─── PASSAGE PROVIDED
Tuesday, October 23, 2012

project winter coat: the collar and facing

now we're ready to sew on the under collar to the shell. this can be a little tricky, and honestly i don't have too many words of wisdom here other than TAKE YOUR TIME. this isn't one of those "i just want to finish one more step before i stop" bits. if you rush through it, you will most likely be disappointed.

this the the under collar piece with  an extra layer of fusible to
serve as a collar stand. this supports the collar and helps it fall properly.

now, some jackets have a neck seam that is curved all the way around and some are squared off and have a pivot point. either is tricky, but i tend to prefer the type with a pivot point because you can stop and evaluate your work before getting the whole thing in. for the type that curves, just remember that you are lining up the seam line not the edge of the pattern pieces. how ever your pattern is drafted, you will need to stay stitch the neck at the seam line and clip in a few places to make all of this easier. if in doubt, hand baste first to check your work! i don't really have pics of all this because you wouldn't really be able to tell what i was doing anyhow, but here is sherry's post with really nice pictures! when you have the collar on, press the seam allowance open. if it doesn't lay perfectly flat, clip where necessary.


now that your shell is complete, you can assemble your facings and/or lining. if your pattern has a back neck facing, sew your facing pieces together at the shoulder seams and attach the upper collar. if there is no back neck facing piece, you will need to assemble your whole lining, front facing pieces and then attach the upper collar. if your pattern doesn't have a back neck facing and you want one, see how to draft one here.


now, i'm not doing much hand sewing for this coat, but i found it really helpful to catch stitch the seam allowance on the collar side up. doing so is optional, but it keeps this seam out of the way nicely.




okay, now things start to get serious. pin the collar pieces together around the outer edge. your pattern should have some turn of cloth allowance so the upper collar will be slightly larger, and need to be eased onto, the under collar piece. the easiest thing to do is let your sewing machine feed dogs do the work by sewing with the piece that needs easing on the bottom. where you begin and end sewing around the collar, make sure you turn up the seam allowance. most likely your pattern is marked with a dot here, this is the notch in the collar. by the way, if you have a shawl collar, obviously this won't apply and your collar and lapel will be all once piece.


once the collar is sewn, next you sew the lapel. beginning at the notch (again, your pattern should be marked with a dot here) and making sure not to catch the collar pieces, begin sewing and sew all the way down the front edge. repeat on the other side. there should also be some easing of the facing onto the shell, just let the machine do this work for you.
──────
─── MATERIAL SHOWN
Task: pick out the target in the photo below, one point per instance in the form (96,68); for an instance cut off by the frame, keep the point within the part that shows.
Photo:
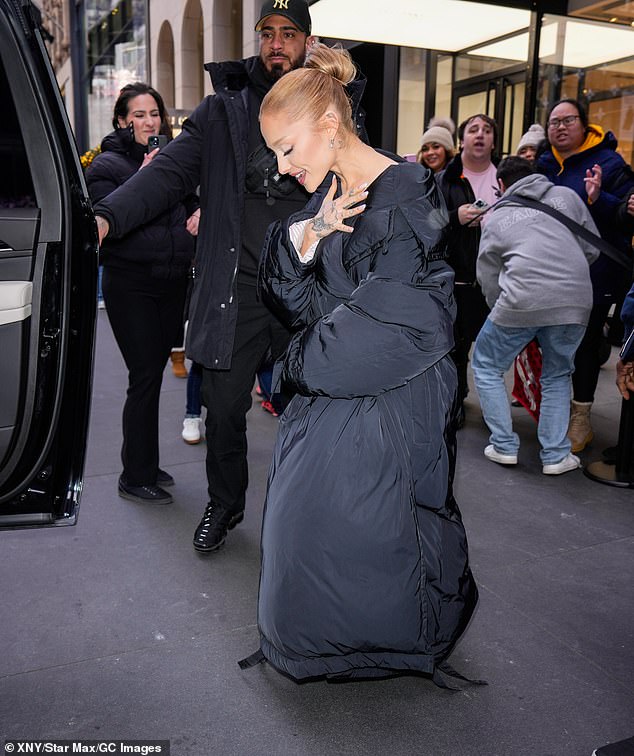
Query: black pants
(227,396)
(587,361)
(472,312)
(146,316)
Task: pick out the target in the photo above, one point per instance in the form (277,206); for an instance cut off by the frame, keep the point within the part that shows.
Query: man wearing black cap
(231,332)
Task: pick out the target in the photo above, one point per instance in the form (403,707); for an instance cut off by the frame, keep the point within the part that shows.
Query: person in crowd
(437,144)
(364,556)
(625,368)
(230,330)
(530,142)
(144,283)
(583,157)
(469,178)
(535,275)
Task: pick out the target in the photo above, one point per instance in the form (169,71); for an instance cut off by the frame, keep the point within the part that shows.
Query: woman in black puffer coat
──────
DIRECTIONS:
A. Copy out the part of the entries that opens with the line containing "the form (169,71);" and closes with the final line of the entries.
B. Continue the winter coat collar and facing tutorial from its last sentence.

TASK-BY-TASK OUTPUTS:
A.
Task: pick out the target in the photo above, one point per instance in the form (169,71); for an instance cut off by the frame, keep the point within the part that shows.
Query: woman in black puffer coat

B.
now you'll need to trim, clip and grade all the way around the collar and facing. i ended up trimming down the corners to about 1/8", but leaving the straight bits as you see below.


once the collar and lapel is sewn, pressed and under stitched where necessary, reach up and grab the seam allowance under the collar around the neck edge and stitch them together as close to the seam line as possible making sure all your points are matched. this will anchor the collar in place and keep the shell and facings from shifting.

i first line up and pin on the seam...

...then flip up the facing, grab the SA and stitch

lastly, i basted the entire collar, lapel and front edge so i could give it a good hard press. if you do this, make sure you roll the seam allowances under around the collar and lapel, then toward the inside from the break point down.


things are looking good now! so close to finishing...

—lisa g.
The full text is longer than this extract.